Scan the material below for the word "given", then copy every line in which it appears.
┌──
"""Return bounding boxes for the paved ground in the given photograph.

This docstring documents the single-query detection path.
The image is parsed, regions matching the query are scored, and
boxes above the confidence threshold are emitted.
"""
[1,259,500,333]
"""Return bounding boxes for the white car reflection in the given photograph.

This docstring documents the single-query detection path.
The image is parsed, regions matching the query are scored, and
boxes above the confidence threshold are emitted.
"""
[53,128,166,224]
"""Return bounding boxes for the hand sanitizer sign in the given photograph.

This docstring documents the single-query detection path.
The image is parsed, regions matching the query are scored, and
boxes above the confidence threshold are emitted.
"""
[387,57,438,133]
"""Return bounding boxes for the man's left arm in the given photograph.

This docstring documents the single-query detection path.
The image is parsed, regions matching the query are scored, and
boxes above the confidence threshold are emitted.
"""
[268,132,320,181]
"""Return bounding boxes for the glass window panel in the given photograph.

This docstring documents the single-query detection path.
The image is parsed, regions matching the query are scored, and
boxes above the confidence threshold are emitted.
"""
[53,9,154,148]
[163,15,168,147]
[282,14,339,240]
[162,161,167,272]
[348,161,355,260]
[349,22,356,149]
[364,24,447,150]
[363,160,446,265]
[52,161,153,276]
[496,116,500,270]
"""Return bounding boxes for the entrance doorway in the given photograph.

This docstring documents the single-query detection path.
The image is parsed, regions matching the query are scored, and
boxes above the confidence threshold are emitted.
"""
└──
┌──
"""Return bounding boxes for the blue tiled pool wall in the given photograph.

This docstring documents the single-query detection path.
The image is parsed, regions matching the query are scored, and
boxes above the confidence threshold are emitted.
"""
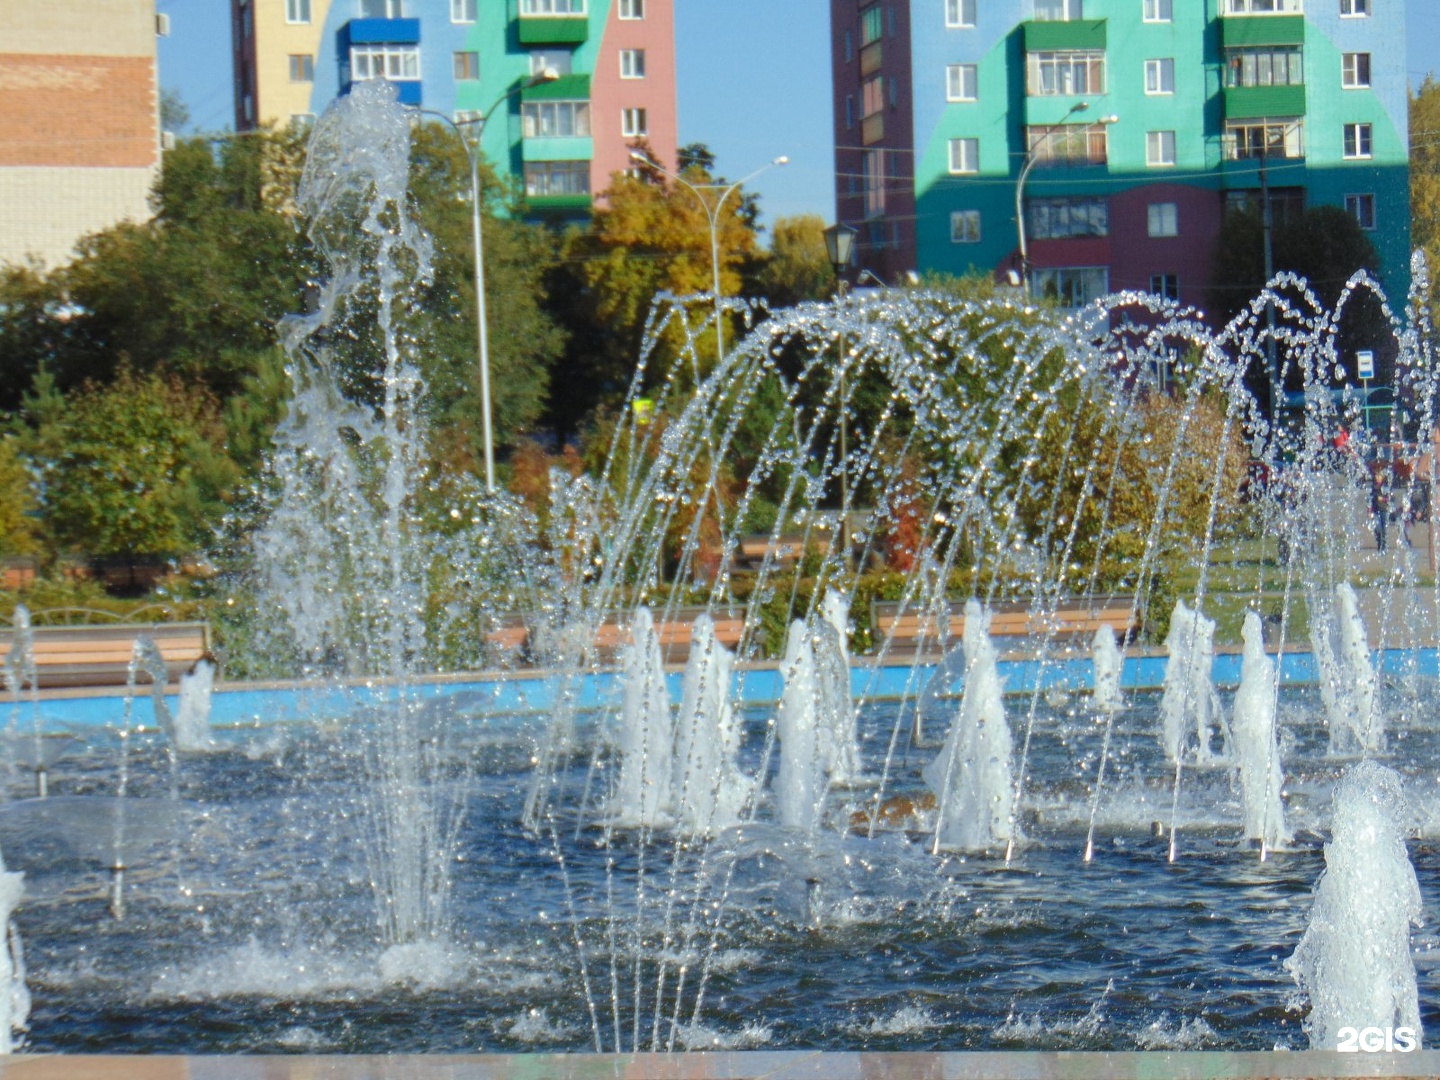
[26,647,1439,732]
└──
■ Answer area
"""Return bounding boxes for the paved ground in the given photograph.
"""Return bounding boxes for the white car reflection in the given photograph.
"""Return bounding boxes for the hand sanitizer sign in the given photograph.
"""Return bounding boxes for the man's left arm in the given photograph.
"""Return bounding boxes for the glass window panel in the given photograph.
"""Return bounding boxes for the entrance doorway in the given photograph.
"""Return bounding boxes for the blue tiled pool wall in the given photograph.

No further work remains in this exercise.